WHAT THE TASK REQUIRES :: Only the number is wanted: how many lines of the data contain "desk"?
------ MATERIAL PROVIDED ------
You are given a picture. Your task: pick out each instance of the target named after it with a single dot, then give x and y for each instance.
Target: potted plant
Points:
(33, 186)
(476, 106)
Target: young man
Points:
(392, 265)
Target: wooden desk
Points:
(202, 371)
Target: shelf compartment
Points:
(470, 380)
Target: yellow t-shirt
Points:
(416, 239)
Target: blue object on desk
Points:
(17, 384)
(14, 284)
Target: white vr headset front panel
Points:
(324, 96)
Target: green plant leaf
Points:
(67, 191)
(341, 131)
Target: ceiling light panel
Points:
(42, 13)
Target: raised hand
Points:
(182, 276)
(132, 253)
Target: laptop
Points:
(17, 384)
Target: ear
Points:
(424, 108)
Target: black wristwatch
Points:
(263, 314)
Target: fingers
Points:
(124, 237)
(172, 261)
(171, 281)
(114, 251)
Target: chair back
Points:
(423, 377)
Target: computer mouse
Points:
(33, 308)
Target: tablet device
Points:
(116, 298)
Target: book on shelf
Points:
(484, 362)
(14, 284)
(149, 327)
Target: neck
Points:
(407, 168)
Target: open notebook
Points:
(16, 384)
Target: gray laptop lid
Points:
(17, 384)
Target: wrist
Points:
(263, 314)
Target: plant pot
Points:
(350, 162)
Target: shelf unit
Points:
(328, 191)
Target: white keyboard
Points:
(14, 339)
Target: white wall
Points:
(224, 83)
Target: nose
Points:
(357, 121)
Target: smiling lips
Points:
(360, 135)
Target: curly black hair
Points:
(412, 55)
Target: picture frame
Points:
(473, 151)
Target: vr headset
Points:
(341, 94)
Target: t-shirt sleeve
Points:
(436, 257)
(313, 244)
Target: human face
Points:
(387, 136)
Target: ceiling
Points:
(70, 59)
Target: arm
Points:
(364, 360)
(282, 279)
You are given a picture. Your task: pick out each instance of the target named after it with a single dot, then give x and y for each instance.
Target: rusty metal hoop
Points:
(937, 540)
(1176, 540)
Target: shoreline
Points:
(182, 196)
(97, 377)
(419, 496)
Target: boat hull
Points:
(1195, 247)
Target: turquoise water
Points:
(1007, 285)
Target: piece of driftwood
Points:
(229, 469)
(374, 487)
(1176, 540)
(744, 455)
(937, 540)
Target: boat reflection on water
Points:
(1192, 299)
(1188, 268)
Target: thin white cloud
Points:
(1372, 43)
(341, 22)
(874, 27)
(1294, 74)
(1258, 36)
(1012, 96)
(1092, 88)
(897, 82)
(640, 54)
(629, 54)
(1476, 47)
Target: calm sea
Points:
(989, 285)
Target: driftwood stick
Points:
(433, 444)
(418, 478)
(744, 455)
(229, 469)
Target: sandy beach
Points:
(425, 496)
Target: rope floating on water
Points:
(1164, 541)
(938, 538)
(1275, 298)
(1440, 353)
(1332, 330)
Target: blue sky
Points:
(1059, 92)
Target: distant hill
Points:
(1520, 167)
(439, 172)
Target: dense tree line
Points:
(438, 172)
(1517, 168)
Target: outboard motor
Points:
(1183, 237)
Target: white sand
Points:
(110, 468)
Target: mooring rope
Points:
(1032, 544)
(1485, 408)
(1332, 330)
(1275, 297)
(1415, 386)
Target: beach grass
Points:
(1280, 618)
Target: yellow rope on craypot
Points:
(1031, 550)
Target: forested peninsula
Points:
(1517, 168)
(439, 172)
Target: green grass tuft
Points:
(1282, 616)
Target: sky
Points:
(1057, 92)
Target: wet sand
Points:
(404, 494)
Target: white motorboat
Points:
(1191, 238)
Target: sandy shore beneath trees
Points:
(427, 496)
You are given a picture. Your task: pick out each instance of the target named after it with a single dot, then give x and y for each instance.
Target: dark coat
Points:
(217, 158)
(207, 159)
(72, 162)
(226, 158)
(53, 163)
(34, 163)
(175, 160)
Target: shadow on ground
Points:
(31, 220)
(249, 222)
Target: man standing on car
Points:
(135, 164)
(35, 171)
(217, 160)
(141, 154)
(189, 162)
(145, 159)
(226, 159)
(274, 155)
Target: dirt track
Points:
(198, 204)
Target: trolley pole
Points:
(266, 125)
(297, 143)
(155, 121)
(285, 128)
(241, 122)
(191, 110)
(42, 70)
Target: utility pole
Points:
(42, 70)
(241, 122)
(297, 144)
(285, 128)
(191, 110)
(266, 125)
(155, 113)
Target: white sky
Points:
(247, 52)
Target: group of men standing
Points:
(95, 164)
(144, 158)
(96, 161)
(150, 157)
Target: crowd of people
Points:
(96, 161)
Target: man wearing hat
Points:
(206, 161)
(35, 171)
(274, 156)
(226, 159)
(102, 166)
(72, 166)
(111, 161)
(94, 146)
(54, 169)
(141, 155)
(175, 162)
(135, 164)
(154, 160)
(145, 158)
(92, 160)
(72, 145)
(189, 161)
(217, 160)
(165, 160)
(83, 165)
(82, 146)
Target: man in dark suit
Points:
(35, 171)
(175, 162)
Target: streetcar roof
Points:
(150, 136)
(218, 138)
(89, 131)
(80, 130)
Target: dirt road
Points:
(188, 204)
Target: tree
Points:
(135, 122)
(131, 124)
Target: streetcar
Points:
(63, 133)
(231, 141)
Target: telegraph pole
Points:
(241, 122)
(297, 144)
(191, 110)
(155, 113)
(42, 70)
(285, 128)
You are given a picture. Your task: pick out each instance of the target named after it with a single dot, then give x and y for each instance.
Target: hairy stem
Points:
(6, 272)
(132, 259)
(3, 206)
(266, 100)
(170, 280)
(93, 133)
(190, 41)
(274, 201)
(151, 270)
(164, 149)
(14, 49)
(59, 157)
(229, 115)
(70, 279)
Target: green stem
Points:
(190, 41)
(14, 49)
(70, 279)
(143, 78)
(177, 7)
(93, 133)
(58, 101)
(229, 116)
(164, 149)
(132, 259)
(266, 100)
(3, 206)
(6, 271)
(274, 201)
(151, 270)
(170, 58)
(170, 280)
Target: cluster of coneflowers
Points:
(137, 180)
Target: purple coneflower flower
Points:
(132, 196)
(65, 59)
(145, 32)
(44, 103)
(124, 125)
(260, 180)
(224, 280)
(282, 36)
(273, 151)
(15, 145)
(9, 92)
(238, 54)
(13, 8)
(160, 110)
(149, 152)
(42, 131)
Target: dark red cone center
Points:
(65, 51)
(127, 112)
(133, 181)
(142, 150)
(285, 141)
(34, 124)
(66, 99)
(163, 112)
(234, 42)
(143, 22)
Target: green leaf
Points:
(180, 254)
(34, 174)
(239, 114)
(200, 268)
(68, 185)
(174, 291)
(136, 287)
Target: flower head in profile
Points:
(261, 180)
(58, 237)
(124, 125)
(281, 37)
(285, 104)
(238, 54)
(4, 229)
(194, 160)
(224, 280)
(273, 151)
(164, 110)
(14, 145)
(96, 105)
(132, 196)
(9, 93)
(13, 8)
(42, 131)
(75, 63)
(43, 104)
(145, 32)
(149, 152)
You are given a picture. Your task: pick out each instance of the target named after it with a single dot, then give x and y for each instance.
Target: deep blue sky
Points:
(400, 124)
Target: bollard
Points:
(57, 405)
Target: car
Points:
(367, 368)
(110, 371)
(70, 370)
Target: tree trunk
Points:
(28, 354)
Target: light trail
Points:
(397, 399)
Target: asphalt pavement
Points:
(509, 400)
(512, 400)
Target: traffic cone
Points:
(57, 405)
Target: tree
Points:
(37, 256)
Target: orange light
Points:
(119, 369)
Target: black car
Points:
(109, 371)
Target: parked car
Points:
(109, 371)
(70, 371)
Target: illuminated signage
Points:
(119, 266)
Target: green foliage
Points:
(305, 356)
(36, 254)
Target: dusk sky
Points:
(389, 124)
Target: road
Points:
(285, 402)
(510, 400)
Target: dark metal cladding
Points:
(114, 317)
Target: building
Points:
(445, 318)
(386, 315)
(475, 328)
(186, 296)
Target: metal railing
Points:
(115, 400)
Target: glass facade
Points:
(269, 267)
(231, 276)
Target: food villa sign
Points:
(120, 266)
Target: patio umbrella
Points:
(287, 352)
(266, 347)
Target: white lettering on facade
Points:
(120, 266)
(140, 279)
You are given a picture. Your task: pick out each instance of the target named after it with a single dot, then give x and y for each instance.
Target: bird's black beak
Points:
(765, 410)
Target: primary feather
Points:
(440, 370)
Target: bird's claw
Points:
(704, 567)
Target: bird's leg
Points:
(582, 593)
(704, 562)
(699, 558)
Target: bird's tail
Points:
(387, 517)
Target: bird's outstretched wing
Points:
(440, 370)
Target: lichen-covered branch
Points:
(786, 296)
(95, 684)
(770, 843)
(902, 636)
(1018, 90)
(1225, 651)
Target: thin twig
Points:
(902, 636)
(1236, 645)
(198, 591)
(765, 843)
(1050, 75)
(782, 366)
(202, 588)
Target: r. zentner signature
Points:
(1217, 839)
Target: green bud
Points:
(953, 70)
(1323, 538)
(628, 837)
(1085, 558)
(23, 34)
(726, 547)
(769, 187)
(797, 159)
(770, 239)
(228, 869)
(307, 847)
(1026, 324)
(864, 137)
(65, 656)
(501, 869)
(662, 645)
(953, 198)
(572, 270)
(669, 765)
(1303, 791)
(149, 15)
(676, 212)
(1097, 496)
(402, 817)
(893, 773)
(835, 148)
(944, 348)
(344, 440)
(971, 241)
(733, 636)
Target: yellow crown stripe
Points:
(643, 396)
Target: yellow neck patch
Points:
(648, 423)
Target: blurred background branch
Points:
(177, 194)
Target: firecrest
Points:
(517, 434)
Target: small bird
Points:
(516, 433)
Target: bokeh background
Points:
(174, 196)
------
PROBLEM SOLUTION :: 2